- Description of the task -
Reproduce every line in the part below that opens with the line containing "the rear bumper" and closes with the line containing "the side window", both included. Shift each coordinate in the answers up by 18.

- Information given -
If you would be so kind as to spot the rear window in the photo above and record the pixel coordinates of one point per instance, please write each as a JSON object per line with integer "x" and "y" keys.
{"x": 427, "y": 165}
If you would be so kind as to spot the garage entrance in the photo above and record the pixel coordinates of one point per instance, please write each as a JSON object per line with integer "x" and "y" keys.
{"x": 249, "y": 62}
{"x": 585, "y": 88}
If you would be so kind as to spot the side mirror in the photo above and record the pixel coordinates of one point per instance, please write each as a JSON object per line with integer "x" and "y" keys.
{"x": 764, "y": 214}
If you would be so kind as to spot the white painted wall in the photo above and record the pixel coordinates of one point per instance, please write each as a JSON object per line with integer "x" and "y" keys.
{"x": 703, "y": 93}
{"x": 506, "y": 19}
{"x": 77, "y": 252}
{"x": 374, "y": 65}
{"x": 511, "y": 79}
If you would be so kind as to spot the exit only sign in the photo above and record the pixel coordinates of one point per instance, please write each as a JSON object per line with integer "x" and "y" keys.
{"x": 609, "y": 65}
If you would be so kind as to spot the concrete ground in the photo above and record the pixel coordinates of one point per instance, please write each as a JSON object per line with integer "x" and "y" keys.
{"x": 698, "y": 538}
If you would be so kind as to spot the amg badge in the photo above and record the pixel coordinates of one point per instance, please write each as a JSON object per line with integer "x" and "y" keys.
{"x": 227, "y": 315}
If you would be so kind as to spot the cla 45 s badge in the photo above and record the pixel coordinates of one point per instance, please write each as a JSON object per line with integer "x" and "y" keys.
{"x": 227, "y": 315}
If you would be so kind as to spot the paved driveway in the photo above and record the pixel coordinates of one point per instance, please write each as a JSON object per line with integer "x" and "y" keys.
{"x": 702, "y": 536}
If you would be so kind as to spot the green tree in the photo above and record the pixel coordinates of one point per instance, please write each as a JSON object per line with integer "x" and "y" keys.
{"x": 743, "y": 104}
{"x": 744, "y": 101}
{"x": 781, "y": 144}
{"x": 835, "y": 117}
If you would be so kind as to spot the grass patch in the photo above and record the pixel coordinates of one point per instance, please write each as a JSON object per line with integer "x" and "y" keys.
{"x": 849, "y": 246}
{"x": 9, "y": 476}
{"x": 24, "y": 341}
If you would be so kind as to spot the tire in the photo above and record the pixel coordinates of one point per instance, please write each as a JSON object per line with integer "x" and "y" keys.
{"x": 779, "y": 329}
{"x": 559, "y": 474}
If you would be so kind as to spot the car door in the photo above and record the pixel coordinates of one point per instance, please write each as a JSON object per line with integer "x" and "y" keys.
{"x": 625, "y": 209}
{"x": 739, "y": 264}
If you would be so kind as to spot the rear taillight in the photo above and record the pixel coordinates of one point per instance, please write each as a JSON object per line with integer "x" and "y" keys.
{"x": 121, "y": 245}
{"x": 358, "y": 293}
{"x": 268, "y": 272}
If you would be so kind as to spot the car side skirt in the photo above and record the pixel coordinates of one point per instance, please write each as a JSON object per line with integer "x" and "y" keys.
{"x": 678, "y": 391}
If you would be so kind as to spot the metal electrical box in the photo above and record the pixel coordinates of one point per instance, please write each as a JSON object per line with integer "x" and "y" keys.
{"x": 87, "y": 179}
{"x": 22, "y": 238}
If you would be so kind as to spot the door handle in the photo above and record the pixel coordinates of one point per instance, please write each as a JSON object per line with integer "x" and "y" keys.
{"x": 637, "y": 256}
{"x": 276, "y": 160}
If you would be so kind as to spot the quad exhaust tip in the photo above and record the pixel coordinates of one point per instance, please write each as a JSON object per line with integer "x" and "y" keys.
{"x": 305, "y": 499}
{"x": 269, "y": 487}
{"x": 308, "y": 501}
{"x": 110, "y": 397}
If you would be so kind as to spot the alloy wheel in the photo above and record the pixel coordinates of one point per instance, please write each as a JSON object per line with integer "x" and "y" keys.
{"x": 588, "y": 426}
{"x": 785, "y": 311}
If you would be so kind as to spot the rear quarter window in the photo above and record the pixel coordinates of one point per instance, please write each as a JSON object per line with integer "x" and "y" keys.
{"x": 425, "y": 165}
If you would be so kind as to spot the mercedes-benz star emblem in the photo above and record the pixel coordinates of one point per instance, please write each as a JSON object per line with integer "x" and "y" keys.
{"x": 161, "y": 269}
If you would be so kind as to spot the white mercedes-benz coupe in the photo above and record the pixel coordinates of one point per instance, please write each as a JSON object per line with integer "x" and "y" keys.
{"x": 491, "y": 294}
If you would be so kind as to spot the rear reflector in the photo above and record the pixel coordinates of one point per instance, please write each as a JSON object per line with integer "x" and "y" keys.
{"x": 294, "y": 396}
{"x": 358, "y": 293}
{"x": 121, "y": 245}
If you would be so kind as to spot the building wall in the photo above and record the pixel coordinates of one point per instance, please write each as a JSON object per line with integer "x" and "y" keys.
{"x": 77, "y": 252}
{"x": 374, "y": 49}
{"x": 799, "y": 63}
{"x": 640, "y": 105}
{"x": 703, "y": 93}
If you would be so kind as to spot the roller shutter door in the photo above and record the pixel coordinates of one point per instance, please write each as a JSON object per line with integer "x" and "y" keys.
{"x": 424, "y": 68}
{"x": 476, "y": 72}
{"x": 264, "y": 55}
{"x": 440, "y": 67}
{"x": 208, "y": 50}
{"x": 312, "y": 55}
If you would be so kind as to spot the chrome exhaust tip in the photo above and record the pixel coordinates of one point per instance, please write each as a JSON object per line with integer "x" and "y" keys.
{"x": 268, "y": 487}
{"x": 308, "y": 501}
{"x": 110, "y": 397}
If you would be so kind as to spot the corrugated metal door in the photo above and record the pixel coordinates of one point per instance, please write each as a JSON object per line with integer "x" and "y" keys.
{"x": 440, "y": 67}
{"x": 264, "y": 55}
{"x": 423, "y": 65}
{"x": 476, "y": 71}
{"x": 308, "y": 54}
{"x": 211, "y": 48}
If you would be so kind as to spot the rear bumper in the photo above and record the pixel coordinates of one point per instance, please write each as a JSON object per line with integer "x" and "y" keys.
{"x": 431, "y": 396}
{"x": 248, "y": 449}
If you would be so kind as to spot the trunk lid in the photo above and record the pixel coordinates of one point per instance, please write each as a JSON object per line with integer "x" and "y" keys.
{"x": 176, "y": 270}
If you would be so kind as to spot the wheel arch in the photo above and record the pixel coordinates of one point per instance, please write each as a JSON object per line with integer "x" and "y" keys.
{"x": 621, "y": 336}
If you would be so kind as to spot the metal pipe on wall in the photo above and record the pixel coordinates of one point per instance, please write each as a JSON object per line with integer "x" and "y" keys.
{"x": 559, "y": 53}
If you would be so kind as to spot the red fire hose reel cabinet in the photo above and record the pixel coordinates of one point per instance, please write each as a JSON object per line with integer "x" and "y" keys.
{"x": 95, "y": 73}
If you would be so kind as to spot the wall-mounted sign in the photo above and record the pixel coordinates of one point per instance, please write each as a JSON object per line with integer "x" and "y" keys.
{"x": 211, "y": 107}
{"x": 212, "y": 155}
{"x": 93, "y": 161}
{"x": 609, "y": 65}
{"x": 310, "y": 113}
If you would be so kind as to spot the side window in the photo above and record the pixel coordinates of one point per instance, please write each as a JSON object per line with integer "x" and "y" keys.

* * *

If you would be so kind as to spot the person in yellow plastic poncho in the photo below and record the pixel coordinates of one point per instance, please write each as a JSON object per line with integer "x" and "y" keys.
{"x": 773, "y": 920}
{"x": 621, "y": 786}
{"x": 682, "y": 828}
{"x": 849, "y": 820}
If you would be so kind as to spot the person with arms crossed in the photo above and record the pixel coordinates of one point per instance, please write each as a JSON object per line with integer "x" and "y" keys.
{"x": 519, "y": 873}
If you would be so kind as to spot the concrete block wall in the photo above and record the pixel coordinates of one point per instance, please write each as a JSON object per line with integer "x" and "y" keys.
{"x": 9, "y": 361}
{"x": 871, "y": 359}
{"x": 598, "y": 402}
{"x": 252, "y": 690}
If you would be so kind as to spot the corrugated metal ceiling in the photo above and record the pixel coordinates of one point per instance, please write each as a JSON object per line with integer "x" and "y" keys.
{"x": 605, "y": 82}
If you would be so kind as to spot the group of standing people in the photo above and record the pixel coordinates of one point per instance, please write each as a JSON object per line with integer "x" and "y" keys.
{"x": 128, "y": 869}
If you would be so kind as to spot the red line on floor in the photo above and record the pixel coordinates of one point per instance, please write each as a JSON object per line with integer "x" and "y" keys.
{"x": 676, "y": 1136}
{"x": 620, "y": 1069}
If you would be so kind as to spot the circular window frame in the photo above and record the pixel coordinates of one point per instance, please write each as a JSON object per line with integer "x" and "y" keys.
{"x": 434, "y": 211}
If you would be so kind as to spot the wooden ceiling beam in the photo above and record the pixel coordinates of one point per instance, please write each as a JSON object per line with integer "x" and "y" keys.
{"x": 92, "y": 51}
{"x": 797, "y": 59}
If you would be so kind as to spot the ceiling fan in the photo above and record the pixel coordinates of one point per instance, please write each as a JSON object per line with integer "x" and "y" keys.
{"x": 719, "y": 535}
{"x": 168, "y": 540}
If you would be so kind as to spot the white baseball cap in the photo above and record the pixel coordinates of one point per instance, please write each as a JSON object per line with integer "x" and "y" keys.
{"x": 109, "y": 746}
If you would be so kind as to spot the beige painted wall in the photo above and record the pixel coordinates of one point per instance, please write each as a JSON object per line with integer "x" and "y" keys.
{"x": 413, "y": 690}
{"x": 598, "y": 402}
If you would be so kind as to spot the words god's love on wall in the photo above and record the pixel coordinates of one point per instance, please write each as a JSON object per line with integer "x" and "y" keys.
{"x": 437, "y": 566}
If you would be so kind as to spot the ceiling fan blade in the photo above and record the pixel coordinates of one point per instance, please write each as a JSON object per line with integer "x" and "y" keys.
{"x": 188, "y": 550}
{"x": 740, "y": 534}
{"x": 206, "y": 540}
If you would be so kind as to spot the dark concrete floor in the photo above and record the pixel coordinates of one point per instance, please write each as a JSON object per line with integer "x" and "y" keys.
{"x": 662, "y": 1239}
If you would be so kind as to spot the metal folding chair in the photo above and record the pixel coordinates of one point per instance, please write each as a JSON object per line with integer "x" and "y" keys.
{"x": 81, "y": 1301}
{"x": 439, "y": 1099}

- The reply -
If you would be so kind as to spot the rear bumper in the photo above and record the pixel coordinates of one point per instance, please write each as a JSON object per line with integer "x" and "y" keys.
{"x": 449, "y": 414}
{"x": 266, "y": 467}
If you would be so kind as to spot the trunk lid in the photo above and record the pixel coordinates of one point per instance, please write each as a JSON object per line with integer "x" and "y" keys.
{"x": 194, "y": 288}
If you would be so kind as to spot the wheel arch in the photo above and record the pixel coordinates of one point per instance, please write each as a JSON object per line with integer "x" and "y" keys.
{"x": 639, "y": 354}
If you would be so kind as to spot the metal pipe on wall in the photo above and record the pixel coordinates of one point per instance, please write each as a JSON object per line with integer "x" and "y" keys.
{"x": 577, "y": 71}
If you would be so kind as to spot the red fire hose reel cabinet in the photo above and record the pixel coordinates of one point per instance, please write each as a JSON object per line with integer "x" and "y" keys.
{"x": 113, "y": 91}
If you would be so kind as to spot the wall-mounted sign in the photo above and record the pixel coordinates of one point per instance, please write each as a JSON object per line with integer "x" and "y" keys.
{"x": 229, "y": 125}
{"x": 230, "y": 173}
{"x": 111, "y": 179}
{"x": 627, "y": 83}
{"x": 328, "y": 131}
If you would be so kind as to spot the side window in the photo above and record the pixel coordinates of one point per instance, please write each as a JSON object per line with integer "x" and "y" keys.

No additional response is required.